Список заданий
1/ Кратко перескажите в виде списка абзац письма, который начинается словами «Я провел две недели в Москве». Сохраните его главные факты.
2/ Повторите слово в слово часть письма. Начните с места, где стоят слова «Вы, вероятно, очень», и остановитесь после слов «что произошло потом.».
3/ Напишите, что следует дальше в письме из Швейцарии, начиная сразу после его последнего приведенного предложения.

Вы, вероятно, очень удивитесь, получивши это письмо из Швейцарии. Не знаю, получили ли Вы письмо мое, писанное вскоре по приезде в Москву и адресованное Вам в Неаполь. Ответа на это письмо я не получал. Вот что произошло потом.
Я провел две недели в Москве с своей женой. Эти две недели были рядом самых невыносимых нравственных мук. Я сразу почувствовал, что любить свою жену не могу и что привычка, на силу которой я надеялся, никогда не придет. Я впал в отчаяние. Я искал смерти; мне казалось, что она единственный исход. На меня начали находить минуты безумия, во время которых душа моя наполнялась такою лютой ненавистью к моей несчастной жене, что хотелось задушить ее. Мои занятия консерваторские и домашние стали невозможны. Ум стал заходить за разум. И между тем, я не мог никого винить, кроме себя. Жена моя, какая она ни есть, – не виновата в том, что я поощрил ее, что я довел положение до необходимости жениться. Во всем виновата моя бесхарактерность, моя слабость, непрактичность, ребячество!

Исходные данные

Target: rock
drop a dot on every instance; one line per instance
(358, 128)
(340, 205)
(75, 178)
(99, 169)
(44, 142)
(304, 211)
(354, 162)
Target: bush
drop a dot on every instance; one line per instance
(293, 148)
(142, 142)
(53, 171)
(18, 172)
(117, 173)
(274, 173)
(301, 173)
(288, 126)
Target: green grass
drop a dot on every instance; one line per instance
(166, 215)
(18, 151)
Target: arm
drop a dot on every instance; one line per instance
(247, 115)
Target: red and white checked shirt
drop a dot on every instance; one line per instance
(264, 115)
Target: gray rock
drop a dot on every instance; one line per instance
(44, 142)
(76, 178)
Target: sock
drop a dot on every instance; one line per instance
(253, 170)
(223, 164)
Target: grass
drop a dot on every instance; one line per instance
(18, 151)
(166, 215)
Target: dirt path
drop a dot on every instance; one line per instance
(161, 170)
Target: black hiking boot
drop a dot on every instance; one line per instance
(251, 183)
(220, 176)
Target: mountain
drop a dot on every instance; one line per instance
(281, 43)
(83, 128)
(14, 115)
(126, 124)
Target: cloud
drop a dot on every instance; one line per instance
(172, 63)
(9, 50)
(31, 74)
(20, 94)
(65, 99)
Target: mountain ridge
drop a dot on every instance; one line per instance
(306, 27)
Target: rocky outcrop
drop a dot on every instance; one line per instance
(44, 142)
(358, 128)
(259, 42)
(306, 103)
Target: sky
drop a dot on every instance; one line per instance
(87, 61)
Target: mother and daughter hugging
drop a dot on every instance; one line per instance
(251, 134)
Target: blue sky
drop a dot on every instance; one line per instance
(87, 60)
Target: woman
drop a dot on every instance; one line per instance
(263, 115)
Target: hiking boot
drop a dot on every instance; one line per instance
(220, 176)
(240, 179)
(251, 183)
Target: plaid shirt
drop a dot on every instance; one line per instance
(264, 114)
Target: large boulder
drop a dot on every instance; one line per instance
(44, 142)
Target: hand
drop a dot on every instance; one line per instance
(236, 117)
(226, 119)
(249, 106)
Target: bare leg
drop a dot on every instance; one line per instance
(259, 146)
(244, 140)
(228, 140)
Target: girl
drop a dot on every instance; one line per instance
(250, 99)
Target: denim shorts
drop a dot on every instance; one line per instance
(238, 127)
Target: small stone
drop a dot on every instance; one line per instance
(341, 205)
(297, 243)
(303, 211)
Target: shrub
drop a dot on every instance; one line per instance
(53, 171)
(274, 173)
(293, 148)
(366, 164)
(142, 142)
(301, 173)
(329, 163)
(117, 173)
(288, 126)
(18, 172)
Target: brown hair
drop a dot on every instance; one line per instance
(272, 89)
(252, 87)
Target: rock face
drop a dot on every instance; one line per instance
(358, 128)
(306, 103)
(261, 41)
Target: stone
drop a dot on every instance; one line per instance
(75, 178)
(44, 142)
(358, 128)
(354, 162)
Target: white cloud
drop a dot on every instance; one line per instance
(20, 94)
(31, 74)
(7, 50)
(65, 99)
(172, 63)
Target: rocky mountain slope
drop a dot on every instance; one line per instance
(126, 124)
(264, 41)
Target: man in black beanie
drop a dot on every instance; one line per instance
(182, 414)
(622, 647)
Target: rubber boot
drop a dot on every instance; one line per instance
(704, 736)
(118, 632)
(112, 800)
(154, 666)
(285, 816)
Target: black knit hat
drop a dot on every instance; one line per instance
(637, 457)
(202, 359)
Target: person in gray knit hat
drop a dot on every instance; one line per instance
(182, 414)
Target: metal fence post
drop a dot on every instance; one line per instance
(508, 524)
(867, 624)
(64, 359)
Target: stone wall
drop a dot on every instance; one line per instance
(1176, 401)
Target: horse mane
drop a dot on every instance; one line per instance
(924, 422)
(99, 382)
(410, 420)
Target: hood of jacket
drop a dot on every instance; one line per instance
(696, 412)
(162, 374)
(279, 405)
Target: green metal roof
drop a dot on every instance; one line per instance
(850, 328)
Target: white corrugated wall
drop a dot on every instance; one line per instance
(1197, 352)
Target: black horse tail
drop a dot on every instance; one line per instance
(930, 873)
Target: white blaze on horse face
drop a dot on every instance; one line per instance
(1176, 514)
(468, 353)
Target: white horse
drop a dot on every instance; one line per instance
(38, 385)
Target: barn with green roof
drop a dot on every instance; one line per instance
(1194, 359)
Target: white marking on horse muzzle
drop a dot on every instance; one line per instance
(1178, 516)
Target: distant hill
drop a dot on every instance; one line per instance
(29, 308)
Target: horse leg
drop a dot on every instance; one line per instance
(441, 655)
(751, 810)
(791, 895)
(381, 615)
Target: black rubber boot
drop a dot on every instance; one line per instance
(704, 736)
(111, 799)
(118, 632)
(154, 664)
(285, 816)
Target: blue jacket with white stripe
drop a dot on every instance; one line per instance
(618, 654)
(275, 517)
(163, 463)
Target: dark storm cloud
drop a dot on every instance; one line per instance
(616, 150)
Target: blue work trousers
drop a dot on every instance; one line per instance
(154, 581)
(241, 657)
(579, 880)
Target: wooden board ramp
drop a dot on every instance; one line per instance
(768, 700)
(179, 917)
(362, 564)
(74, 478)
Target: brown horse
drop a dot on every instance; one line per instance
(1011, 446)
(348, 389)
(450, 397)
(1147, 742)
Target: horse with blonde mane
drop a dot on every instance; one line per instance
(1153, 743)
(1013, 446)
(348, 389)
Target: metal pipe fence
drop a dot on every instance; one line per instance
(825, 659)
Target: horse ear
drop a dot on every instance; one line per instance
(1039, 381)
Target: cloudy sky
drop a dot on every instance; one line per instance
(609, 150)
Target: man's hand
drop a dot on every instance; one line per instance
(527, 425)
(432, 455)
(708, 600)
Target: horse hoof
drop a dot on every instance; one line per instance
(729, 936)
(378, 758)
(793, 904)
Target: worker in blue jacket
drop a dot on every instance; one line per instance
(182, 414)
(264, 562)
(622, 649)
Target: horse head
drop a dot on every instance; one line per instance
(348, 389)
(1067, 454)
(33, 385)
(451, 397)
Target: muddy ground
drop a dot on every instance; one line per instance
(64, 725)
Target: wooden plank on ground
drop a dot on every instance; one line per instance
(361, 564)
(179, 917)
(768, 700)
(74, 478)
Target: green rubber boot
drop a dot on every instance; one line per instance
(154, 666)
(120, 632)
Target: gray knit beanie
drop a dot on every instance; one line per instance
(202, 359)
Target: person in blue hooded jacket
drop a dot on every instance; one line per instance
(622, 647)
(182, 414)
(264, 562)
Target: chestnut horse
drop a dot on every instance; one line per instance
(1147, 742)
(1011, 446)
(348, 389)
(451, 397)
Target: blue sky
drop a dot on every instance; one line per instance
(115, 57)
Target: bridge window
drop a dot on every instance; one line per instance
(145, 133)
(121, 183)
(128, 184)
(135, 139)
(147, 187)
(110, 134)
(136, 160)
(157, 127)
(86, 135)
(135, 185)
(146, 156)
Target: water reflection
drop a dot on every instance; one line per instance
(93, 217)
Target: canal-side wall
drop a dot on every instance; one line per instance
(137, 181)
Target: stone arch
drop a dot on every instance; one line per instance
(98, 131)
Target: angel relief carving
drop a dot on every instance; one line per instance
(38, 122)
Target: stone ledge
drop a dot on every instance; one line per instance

Ответы к заданиям
1/
- Две недели в Москве с женой стали для пишущего рядом невыносимых нравственных мук.
- Он сразу почувствовал, что не может любить жену и что привычка никогда не придет.
- Он впал в отчаяние и искал смерти. Временами на него находили минуты безумия и лютой ненависти к жене.
- Занятия в консерватории и дома стали невозможны.
- Винит он не жену, а только себя: свою бесхарактерность, слабость, непрактичность и ребячество.

2/
Вы, вероятно, очень удивитесь, получивши это письмо из Швейцарии. Не знаю, получили ли Вы письмо мое, писанное вскоре по приезде в Москву и адресованное Вам в Неаполь. Ответа на это письмо я не получал. Вот что произошло потом.

3/
В это время я получил телеграмму от брата, что мне нужно быть в Петербурге по поводу возобновления “Вакулы”. Не помня себя от счастья хоть на один день уйти из омута лжи, фальши, притворства, в который я попался, поехал я в Петербург. При встрече с братом все то, что я скрывал в глубине души в течение двух бесконечных недель, – вышло наружу. Со мной сделалось что-то ужасное, чего я не помню. Когда я стал приходить в себя, то оказалось, что брат успел съездить в Москву, переговорить с женой и с Рубинштейном и уладить так, что он повезет меня за границу, а жена уедет в Одессу, но никто этого последнего знать не будет. Во избежание скандала и сплетней брат согласился с Рубинштейном распустить слух, что я болен, еду за границу, а жена едет вслед за мной.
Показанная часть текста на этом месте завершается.